::: Data shown
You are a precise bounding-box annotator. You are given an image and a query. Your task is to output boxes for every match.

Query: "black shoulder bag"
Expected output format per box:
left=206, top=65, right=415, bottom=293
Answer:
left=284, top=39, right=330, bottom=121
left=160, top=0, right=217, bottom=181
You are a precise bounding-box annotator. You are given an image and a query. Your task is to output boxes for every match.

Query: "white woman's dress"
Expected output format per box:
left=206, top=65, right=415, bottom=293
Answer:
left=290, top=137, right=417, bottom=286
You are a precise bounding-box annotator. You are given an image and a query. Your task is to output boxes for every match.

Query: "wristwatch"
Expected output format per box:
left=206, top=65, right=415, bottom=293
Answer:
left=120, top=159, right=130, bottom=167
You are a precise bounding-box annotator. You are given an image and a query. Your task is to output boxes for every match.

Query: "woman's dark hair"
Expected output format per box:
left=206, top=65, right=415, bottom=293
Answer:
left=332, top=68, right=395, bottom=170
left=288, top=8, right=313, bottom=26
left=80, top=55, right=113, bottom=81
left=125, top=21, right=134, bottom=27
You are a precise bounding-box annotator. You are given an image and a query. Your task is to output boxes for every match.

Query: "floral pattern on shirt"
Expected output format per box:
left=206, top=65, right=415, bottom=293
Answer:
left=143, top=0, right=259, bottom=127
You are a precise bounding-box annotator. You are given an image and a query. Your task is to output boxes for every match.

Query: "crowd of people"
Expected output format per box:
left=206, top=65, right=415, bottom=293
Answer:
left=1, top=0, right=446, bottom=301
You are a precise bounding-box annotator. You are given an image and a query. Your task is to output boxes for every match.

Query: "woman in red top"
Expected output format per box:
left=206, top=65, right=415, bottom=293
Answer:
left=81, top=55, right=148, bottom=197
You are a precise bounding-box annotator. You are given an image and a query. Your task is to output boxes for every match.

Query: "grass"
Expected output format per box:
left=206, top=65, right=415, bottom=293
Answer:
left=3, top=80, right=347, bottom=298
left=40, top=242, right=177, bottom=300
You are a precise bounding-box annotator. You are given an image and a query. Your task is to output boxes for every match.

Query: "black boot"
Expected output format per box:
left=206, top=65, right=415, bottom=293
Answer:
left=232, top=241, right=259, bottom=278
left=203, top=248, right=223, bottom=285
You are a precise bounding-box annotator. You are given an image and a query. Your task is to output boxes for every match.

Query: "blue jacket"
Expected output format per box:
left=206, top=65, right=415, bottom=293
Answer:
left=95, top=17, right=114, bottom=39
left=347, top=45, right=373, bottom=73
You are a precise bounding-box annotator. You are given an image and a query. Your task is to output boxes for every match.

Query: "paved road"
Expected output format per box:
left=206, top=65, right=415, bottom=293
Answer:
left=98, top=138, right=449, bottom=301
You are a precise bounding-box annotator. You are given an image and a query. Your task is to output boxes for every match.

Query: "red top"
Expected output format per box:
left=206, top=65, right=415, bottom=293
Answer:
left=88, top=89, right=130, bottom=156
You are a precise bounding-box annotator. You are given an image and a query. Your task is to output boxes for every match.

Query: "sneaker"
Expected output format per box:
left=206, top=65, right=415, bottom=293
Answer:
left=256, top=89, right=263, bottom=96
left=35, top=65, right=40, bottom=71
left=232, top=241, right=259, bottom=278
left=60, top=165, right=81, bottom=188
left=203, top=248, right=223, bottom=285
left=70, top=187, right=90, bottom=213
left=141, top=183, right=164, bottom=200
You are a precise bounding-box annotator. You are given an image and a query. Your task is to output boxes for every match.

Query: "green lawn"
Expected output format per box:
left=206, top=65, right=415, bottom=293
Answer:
::::::
**Exercise description:** Go through the records and gather the lines that hold "woman".

**Final answer:**
Query: "white woman's dress"
Query: "woman's dark hair"
Query: "woman in red top"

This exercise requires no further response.